• _Aim of the exercise_
Some of the lines below need repeating. Reproduce exactly those between the lines holding "road in the picture above." and "on flag in the picture above.", inclusive.

• _Source material_
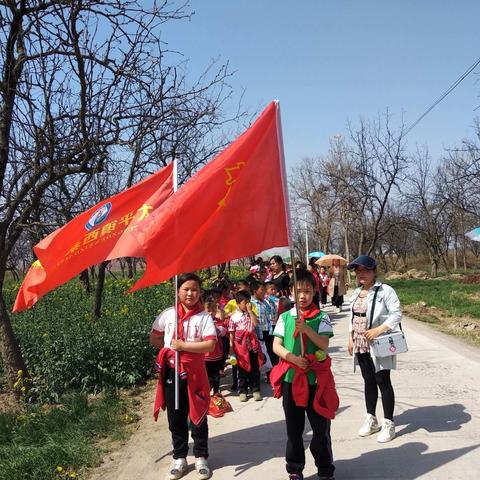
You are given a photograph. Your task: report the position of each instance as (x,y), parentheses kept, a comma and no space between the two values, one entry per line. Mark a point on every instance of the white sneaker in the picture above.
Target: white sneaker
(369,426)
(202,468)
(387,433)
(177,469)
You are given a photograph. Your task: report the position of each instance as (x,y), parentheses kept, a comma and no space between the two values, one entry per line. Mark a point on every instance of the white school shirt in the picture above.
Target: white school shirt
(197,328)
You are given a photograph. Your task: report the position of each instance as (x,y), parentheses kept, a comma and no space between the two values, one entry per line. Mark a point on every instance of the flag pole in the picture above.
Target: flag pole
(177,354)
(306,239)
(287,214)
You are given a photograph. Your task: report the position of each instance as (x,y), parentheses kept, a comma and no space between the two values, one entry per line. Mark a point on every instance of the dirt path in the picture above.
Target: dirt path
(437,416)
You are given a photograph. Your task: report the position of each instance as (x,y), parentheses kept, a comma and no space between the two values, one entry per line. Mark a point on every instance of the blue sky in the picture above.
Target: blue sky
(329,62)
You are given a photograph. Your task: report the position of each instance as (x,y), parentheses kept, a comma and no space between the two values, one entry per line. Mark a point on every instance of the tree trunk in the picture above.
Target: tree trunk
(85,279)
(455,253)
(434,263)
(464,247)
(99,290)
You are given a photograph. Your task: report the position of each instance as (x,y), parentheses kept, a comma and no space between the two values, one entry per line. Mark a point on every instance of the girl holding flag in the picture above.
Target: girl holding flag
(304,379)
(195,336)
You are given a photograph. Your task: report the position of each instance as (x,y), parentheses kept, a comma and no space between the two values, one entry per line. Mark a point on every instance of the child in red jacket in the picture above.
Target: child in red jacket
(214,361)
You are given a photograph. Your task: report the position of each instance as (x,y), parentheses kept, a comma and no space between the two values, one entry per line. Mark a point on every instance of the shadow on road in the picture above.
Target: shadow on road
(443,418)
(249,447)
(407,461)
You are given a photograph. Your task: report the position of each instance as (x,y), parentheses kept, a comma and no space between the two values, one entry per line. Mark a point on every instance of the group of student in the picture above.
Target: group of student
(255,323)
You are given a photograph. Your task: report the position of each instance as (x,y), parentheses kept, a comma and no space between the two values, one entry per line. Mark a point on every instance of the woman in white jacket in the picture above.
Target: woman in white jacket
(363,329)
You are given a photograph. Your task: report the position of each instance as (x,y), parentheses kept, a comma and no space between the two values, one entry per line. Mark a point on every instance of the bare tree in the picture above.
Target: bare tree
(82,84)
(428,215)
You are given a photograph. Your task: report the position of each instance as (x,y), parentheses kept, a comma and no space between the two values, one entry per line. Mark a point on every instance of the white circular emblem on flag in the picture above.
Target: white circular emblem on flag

• _Answer below_
You are given a photograph. Your task: report the position of each instance as (x,y), parentheses kept, a comma and no space between the two values, one entry per line. Mark a point on every instance of the shadow on road in the picture above.
Target: shadow on road
(443,418)
(249,447)
(407,461)
You are given a photograph. Your task: report the position of each instance as (x,y), parentheses kept, a comma and no space between the two values, one entry per line. Mark a point on every instance of the group of student in the picture above.
Target: group of student
(255,323)
You are given a photograph. Your task: report the position of each instance as (x,y), parentheses kept, a comma and no space between the two values, one entry per line. Mark a point on every instance of the woman in white jacket in the picture above.
Target: woman in white jacket
(363,329)
You are given a photograph. Your task: report the position of each instance as (x,y), parentheses kept, a comma and no space between the two values, one entry per line. Mark a point on every instance of the bare tree in the picture above.
Target: bare tree
(82,84)
(428,215)
You are given a photograph. Your task: report the position of each instance as (x,y), parentheses kept, a comma and no space between the two values, one entry per line. Mark a point on every instance of the white circular emblem on flag in the picture above.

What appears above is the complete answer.